§ Task details: Would you copy only the lines below, beginning with the one that contains "of the **wheel" and running through the last entry line?

Segmentation dataset excerpts:
+++

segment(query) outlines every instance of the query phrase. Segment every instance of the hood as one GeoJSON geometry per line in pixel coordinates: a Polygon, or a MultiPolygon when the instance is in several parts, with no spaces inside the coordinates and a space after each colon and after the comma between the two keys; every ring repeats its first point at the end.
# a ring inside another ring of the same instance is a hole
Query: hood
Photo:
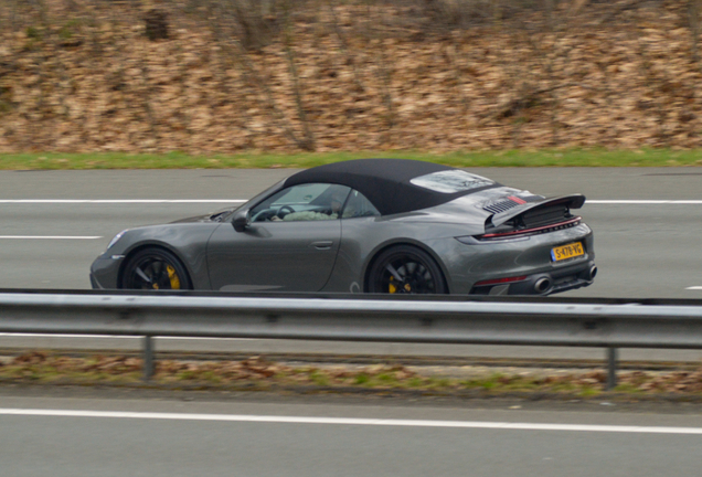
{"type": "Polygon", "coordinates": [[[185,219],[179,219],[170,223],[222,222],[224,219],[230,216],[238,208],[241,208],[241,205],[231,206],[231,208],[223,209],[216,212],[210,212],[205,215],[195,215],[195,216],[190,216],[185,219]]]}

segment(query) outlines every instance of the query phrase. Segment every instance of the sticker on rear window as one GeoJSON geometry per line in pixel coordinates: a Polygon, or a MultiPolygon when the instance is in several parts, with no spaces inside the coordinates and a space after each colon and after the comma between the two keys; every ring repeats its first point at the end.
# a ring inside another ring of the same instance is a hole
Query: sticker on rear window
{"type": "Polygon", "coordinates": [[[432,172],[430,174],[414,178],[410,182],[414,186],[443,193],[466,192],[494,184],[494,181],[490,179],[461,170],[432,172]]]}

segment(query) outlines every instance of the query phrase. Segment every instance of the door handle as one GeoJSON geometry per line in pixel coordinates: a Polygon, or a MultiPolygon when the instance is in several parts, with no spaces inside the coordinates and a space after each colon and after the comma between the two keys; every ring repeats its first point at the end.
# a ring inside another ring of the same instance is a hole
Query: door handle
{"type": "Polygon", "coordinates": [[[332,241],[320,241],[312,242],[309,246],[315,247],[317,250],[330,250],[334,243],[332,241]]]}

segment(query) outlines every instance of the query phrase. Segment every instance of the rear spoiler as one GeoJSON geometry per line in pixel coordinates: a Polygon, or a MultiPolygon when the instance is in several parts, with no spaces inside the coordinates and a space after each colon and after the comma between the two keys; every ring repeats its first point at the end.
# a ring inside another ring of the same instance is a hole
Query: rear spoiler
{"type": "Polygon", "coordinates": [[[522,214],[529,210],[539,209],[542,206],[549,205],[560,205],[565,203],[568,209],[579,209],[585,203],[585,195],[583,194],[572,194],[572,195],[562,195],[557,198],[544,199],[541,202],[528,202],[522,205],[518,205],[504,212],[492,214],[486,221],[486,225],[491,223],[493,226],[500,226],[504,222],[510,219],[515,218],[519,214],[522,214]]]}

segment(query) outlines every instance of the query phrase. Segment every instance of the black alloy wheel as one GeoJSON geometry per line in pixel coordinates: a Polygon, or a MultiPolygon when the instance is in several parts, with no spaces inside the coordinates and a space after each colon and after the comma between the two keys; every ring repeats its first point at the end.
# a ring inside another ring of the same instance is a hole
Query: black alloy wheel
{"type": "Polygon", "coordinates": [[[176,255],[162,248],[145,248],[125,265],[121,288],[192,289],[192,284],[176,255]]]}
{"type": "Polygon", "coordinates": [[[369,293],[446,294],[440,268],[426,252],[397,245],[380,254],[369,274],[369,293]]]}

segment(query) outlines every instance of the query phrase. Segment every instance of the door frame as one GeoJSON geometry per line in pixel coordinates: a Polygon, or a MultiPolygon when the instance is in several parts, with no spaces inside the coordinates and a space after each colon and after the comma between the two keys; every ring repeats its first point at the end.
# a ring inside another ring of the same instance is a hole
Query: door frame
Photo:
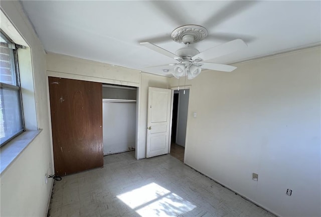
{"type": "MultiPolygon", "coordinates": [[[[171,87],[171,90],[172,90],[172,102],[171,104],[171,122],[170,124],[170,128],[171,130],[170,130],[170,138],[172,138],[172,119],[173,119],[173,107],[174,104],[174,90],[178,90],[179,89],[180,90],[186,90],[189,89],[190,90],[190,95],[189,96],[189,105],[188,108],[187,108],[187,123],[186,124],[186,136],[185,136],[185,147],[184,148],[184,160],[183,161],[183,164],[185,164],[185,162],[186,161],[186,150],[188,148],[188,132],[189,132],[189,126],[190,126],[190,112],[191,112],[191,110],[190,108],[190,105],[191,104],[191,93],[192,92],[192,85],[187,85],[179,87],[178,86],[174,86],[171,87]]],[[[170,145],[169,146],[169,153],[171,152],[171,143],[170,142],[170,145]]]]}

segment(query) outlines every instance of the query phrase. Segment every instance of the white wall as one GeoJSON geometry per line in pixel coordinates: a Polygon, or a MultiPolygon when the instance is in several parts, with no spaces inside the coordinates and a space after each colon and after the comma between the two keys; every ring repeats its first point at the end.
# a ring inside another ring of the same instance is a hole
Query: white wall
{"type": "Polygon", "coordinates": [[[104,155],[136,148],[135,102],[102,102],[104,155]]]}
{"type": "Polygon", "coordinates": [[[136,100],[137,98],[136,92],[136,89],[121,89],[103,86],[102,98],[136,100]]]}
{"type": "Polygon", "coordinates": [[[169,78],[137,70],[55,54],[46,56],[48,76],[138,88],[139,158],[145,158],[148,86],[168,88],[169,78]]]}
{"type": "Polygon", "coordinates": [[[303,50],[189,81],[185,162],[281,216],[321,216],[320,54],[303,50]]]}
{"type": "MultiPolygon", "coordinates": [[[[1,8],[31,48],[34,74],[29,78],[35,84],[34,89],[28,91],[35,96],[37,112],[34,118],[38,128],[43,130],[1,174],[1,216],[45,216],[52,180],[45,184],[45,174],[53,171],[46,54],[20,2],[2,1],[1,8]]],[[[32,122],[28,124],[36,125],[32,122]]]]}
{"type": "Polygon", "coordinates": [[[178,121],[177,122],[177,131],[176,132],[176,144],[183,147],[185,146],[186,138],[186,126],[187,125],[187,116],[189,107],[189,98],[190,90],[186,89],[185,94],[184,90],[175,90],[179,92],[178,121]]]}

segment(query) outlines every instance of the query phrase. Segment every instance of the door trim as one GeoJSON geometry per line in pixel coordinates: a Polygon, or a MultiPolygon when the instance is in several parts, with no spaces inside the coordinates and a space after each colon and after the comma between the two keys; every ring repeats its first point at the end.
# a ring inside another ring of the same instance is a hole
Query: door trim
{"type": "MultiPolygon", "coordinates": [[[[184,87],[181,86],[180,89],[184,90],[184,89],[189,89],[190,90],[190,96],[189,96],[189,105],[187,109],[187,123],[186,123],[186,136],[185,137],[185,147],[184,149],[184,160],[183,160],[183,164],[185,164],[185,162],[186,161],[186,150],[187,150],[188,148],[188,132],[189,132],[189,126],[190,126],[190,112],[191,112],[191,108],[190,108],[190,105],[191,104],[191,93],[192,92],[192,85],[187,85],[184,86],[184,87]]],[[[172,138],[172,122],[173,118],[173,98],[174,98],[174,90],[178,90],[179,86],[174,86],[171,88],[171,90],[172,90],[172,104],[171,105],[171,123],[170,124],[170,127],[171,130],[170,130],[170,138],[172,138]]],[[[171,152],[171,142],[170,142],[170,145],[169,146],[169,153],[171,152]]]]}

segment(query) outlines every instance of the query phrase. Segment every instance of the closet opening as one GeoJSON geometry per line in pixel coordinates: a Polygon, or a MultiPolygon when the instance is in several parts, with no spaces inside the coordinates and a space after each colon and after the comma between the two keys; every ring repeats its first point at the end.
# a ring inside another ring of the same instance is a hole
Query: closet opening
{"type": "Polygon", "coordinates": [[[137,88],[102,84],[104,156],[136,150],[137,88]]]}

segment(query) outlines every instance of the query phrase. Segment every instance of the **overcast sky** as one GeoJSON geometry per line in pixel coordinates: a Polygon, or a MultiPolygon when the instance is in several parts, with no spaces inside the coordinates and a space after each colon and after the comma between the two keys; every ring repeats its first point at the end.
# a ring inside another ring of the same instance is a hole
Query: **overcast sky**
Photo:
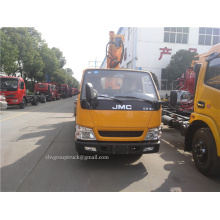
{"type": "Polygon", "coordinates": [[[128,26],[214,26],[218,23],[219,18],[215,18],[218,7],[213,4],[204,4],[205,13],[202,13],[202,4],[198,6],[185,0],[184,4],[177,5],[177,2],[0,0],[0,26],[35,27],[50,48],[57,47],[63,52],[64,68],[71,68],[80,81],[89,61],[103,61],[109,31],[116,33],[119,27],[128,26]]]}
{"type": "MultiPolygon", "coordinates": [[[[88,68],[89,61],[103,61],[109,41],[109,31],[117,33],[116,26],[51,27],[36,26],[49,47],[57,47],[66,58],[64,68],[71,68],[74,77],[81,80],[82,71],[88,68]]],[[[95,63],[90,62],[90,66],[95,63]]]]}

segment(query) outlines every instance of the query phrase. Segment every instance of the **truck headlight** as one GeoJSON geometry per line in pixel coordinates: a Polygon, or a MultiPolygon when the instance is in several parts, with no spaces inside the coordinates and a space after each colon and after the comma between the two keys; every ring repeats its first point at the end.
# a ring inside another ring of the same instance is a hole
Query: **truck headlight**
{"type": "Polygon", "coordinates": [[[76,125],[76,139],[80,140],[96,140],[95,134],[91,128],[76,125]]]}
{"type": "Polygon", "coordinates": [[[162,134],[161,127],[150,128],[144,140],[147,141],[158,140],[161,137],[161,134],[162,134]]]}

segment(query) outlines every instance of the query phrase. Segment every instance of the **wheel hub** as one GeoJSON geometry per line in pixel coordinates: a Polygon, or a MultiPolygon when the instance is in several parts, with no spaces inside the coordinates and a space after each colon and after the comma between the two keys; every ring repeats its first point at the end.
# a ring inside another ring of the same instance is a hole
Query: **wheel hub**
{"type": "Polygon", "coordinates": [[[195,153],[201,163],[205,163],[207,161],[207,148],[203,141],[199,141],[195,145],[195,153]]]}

+++

§ The reply:
segment(query) outlines every instance of the query phrase. Segment every instance of the **wheel hub** as one GeoJSON geometry per line in pixel coordinates: a Polygon, or a MultiPolygon when the instance is in several parts, with no spaces inside the coordinates and a space after each colon and after the comma between the two keys; every ring repeats its first point at the end.
# a ring inside another ring of the same instance is a hole
Query: **wheel hub**
{"type": "Polygon", "coordinates": [[[195,153],[201,163],[205,163],[207,161],[207,148],[203,141],[199,141],[195,145],[195,153]]]}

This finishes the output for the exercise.